- THE EXERCISE: Write out each entry again. Keep every word exactly as it is.

Entries from a dataset

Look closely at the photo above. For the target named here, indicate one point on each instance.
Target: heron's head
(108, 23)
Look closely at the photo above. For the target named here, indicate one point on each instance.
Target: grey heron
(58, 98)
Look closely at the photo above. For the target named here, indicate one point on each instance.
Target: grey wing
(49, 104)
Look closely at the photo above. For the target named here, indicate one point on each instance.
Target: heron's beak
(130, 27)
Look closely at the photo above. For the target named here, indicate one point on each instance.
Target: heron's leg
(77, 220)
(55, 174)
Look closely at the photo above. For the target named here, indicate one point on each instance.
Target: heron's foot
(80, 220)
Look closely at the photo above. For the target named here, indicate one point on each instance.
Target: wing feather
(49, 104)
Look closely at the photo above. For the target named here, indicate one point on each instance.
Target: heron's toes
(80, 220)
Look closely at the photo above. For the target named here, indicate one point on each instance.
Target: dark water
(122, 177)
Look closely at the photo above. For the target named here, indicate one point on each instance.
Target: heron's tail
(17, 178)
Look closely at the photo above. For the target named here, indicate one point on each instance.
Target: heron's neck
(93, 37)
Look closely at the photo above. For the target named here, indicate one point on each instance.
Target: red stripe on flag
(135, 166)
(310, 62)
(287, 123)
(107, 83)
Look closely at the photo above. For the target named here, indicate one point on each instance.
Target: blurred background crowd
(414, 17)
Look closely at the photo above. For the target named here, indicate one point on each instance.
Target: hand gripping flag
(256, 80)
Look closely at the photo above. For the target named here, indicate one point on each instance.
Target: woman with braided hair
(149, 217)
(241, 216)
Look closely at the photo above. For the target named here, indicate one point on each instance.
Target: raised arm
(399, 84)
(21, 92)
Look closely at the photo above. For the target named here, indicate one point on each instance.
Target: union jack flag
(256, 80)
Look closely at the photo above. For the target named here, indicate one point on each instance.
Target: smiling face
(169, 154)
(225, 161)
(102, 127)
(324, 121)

- TASK RESULT:
Look closely at the photo above. For the target named here, indicate one point on each instance.
Target: heron's head
(108, 23)
Look closely at the photo above. For the target named here, indicate one point on each instance.
Target: grey heron
(58, 98)
Look closely at the photo above. For the target named here, indicate one point on each instance.
Target: grey wing
(49, 104)
Look closely at the photo above. For the target named here, indicate one point on each instance.
Target: heron's beak
(130, 27)
Look closely at the photo above. For the target named here, indicate one point on each instance.
Target: heron's leg
(77, 220)
(55, 174)
Look closely at the photo above. For the target named here, indicate one point on each instance.
Target: heron's foot
(80, 220)
Look closely at the photo above. For the target named here, indicate one point on each instance.
Target: wing feather
(49, 104)
Look closely at the photo above. For the target named here, indicate one point on each instance.
Target: heron's toes
(80, 220)
Look closely at the photo above. For the target named here, indicate one point on each instance.
Target: dark water
(122, 177)
Look closely at the photo above. For the target named here, indicate one point on each instance.
Target: heron's tail
(17, 178)
Look closely at the photo above. For the target named here, indicate one point on each instance.
Target: heron's neck
(93, 37)
Look closely at the photo above. For the target named here, indicate one point on each instance.
Target: red stripe on flag
(135, 166)
(310, 62)
(287, 123)
(107, 83)
Look closely at the photo above. For the target named here, indicate one point on each instance.
Target: blurred background crowd
(414, 17)
Look closely at the photo above. For the target named here, indicate one point on each instance.
Target: hand gripping flag
(256, 80)
Look closely at the photo above. For the target named here, indicate one point on each instance.
Target: woman with braided hair
(149, 217)
(241, 216)
Look closely at the photo above. For the target named here, indicate one point on each instance.
Target: raised arm
(399, 84)
(21, 92)
Look closely at the photo above. For the target named here, indicate one point on each instance.
Target: union jack flag
(256, 80)
Look closely at the photo above. For the target named here, indicate one point on each instance.
Target: smiling face
(169, 154)
(225, 161)
(102, 127)
(324, 121)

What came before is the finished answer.